WORK REQUIRED:
Output the lines of every item below as a JSON list of strings, with one string per line and no blank lines. Leave the pictures out.

Pointing and labeling entries:
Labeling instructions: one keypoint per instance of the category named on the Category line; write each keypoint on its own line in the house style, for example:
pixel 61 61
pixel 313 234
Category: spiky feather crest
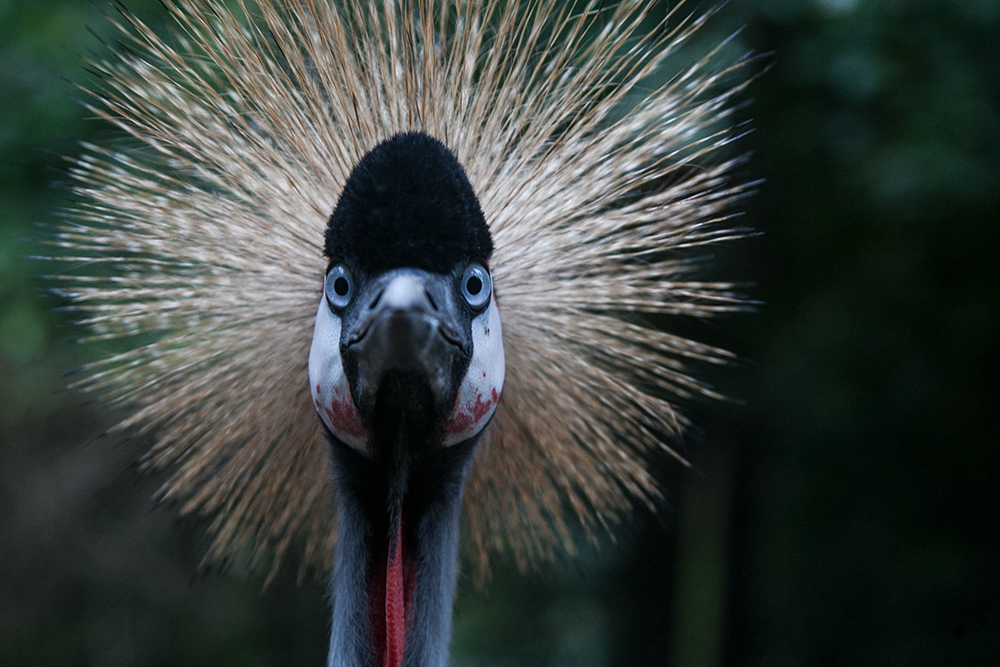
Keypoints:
pixel 208 242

EXERCISE SOLUTION:
[
  "Labeling instructions: one keypoint per instance of the category named on the Category line; write each keypoint on its own line in the house style, for example:",
  "pixel 61 61",
  "pixel 313 234",
  "Category: spiky feather crest",
  "Keypoints:",
  "pixel 208 242"
]